[Labeled area outlines]
>> Begin

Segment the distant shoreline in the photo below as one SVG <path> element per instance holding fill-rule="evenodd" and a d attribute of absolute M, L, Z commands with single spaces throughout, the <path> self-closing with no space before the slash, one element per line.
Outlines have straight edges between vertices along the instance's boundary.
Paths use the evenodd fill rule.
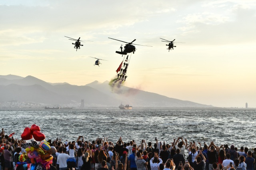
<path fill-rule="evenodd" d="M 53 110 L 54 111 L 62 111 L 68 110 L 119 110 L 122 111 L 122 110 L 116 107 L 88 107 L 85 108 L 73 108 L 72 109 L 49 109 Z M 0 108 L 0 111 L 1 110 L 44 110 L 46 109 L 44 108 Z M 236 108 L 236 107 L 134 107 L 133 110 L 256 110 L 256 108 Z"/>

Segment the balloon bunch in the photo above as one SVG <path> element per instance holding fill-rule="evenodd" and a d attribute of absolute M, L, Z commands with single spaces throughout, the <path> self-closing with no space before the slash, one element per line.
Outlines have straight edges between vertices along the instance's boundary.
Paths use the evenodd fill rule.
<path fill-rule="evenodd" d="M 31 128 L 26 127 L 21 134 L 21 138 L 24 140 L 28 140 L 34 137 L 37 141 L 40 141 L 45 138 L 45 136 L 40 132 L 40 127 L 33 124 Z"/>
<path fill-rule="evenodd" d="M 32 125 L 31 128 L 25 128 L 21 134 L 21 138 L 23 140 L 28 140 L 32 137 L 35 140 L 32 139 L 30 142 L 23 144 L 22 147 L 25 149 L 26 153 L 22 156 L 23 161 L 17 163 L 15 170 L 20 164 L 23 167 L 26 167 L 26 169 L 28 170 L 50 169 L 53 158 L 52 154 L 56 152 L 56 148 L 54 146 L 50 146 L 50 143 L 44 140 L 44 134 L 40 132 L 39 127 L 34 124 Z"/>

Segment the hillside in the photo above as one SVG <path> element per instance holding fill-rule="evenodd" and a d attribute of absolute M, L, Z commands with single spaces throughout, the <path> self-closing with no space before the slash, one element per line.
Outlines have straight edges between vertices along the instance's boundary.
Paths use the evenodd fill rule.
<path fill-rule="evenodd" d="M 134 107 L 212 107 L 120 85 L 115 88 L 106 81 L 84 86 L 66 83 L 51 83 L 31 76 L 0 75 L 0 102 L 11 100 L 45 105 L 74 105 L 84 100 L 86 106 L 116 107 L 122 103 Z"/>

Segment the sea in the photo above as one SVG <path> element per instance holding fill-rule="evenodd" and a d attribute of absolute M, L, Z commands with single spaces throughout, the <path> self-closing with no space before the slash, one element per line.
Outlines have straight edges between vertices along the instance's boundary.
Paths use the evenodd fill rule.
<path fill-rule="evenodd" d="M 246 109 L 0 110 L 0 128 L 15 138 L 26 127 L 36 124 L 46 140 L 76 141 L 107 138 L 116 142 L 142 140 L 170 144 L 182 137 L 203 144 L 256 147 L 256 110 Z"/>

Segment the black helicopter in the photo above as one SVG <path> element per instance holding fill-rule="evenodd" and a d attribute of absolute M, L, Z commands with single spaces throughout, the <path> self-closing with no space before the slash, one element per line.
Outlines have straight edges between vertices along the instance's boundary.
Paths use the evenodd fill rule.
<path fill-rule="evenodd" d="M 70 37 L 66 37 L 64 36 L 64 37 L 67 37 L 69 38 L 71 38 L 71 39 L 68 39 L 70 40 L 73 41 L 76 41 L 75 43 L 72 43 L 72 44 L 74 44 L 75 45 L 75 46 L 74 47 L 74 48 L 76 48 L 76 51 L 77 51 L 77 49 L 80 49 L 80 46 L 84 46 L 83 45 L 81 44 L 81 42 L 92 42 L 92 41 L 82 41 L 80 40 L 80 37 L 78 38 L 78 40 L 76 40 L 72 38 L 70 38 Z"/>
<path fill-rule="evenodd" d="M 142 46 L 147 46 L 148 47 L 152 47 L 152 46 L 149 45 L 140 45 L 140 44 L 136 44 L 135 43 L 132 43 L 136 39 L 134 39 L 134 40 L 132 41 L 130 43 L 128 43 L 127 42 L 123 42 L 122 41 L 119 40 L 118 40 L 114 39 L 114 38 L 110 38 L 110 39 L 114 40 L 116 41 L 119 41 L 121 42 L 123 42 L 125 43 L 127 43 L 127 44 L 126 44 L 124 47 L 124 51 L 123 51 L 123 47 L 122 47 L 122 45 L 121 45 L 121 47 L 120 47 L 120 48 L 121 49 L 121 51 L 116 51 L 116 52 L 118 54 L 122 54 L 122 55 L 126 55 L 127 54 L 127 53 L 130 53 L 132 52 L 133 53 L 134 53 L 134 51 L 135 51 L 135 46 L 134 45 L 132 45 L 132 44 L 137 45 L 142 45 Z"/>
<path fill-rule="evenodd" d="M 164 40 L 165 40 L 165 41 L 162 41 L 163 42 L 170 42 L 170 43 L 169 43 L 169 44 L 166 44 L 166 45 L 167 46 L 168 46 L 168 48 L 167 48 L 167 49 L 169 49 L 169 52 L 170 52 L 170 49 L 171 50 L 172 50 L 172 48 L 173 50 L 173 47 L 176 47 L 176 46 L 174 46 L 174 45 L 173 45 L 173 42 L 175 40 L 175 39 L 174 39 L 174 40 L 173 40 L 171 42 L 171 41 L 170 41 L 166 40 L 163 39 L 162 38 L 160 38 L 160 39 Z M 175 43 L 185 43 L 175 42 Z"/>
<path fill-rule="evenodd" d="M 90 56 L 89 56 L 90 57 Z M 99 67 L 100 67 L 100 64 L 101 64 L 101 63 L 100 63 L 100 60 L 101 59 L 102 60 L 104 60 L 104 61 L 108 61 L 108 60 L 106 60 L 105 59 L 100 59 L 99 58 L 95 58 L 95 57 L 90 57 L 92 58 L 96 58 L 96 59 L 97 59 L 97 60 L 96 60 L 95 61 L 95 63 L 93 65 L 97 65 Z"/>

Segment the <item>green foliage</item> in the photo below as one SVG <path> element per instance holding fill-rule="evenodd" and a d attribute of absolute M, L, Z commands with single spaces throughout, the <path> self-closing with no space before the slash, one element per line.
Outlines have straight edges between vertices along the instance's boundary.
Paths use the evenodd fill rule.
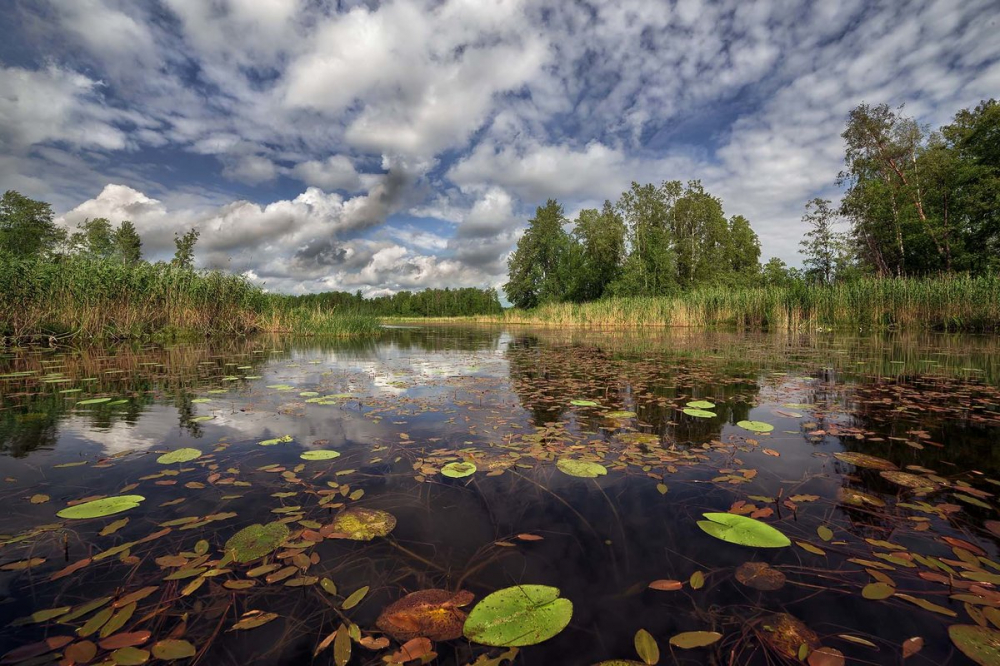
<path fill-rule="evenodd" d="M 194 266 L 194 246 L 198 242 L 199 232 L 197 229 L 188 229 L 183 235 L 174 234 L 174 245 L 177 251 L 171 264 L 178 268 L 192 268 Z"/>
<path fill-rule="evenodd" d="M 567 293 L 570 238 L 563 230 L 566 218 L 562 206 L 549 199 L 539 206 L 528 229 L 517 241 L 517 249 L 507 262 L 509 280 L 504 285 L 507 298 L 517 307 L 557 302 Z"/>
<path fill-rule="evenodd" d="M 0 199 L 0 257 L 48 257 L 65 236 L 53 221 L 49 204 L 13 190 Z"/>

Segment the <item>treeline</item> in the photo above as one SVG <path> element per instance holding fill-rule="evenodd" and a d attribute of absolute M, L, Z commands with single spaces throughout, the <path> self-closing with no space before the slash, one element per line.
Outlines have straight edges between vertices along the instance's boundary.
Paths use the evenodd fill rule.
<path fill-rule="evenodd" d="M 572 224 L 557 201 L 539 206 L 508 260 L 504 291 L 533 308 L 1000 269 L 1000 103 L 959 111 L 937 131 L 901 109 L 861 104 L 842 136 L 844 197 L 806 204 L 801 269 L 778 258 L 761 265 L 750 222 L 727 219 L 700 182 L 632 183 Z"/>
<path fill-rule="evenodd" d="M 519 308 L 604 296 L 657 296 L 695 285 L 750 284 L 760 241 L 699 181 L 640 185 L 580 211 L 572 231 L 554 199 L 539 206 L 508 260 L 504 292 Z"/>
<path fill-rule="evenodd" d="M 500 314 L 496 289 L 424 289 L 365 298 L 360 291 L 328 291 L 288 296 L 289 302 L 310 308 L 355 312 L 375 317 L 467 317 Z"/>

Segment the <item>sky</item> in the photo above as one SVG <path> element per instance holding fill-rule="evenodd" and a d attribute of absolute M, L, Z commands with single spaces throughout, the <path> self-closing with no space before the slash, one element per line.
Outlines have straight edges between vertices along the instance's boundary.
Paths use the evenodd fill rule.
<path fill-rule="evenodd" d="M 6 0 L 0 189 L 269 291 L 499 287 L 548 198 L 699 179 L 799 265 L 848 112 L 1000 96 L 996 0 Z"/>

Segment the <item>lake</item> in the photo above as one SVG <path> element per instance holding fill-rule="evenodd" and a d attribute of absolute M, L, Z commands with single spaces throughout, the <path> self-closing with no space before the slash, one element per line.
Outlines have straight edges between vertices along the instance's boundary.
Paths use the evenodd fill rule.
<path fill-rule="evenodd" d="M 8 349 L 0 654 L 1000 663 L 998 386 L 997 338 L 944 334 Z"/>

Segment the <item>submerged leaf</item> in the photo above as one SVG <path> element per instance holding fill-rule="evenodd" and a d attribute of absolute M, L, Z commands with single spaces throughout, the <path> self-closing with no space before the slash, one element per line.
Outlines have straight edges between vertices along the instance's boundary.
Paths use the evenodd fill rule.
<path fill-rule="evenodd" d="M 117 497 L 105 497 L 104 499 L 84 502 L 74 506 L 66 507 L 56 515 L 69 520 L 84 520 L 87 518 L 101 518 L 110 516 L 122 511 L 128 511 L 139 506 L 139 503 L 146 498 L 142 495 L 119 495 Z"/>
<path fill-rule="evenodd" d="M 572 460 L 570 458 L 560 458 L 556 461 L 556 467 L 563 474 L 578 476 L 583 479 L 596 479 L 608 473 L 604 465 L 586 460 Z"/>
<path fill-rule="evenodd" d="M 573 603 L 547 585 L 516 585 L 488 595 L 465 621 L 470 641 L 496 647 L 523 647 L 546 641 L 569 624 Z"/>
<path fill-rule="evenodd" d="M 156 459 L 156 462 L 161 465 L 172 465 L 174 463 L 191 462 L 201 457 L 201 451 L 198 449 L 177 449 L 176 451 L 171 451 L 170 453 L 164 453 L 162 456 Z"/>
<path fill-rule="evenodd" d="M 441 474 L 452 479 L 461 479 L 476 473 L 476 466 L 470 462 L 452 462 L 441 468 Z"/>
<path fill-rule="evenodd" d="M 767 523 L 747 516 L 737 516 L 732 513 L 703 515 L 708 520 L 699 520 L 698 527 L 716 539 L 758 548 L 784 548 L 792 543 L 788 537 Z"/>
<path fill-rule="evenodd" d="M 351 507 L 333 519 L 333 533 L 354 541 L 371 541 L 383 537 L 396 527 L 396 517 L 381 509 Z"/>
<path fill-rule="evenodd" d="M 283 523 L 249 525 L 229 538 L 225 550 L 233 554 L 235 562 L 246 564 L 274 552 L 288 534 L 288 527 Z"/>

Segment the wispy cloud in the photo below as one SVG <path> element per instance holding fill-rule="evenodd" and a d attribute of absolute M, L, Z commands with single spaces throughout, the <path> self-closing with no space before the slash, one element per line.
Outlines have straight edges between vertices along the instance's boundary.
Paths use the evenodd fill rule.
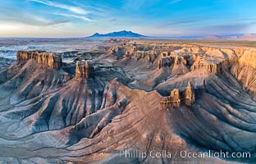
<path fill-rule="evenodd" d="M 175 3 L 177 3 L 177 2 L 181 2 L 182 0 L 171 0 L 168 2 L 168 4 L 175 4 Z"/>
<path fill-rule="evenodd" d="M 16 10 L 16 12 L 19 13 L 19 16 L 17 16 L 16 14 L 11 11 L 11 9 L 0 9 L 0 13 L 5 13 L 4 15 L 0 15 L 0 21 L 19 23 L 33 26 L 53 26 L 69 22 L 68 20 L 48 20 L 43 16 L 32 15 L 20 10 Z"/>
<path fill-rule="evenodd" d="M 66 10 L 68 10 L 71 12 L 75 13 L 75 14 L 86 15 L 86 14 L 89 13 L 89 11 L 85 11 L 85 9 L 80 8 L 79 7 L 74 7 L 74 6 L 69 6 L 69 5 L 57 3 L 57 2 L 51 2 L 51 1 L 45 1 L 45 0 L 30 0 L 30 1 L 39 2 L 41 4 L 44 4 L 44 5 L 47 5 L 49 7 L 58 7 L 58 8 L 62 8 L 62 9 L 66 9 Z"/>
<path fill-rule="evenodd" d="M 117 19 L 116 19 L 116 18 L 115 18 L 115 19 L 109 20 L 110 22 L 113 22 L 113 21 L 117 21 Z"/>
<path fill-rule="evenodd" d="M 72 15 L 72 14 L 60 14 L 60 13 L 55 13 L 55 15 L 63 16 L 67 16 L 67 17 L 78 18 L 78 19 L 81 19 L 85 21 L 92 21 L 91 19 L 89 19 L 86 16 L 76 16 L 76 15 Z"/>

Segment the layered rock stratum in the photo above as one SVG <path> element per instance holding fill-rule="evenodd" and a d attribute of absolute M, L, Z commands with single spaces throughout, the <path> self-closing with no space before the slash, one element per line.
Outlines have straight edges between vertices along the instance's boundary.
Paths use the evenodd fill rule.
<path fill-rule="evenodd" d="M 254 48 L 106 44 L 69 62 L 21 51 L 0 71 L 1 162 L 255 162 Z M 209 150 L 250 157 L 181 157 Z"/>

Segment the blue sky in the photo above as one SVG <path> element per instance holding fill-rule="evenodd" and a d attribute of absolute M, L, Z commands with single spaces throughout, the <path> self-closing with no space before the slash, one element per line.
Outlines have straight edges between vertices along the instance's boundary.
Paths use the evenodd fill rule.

>> End

== Problem description ==
Format the lines of the data starting at the line containing "Segment the balloon" and ending at the line containing "32 125 L 31" as a JSON list of strings, one per line, with blank lines left out.

== Expected output ==
[
  "Segment the balloon bunch in the photo above as one SVG <path> element per instance holding fill-rule=\"evenodd\" and a d attribute of absolute M, L, Z commands with single spaces throughout, the <path> self-closing with no space before the slash, one element per line.",
  "Outlines have straight edges between vertices along the instance's boundary.",
  "Paths use the evenodd fill rule.",
  "<path fill-rule=\"evenodd\" d=\"M 31 128 L 26 127 L 21 134 L 21 138 L 24 140 L 28 140 L 34 137 L 37 141 L 40 141 L 45 138 L 45 136 L 40 132 L 40 127 L 33 124 Z\"/>",
  "<path fill-rule=\"evenodd\" d=\"M 32 125 L 31 128 L 25 128 L 21 134 L 21 138 L 23 140 L 28 140 L 32 137 L 35 140 L 32 139 L 30 142 L 23 144 L 22 147 L 25 149 L 26 153 L 22 156 L 23 161 L 17 163 L 15 170 L 20 164 L 23 167 L 26 167 L 26 169 L 28 170 L 50 169 L 53 158 L 52 154 L 56 152 L 56 148 L 54 146 L 50 146 L 50 143 L 44 140 L 44 134 L 40 132 L 39 127 L 34 124 Z\"/>"
]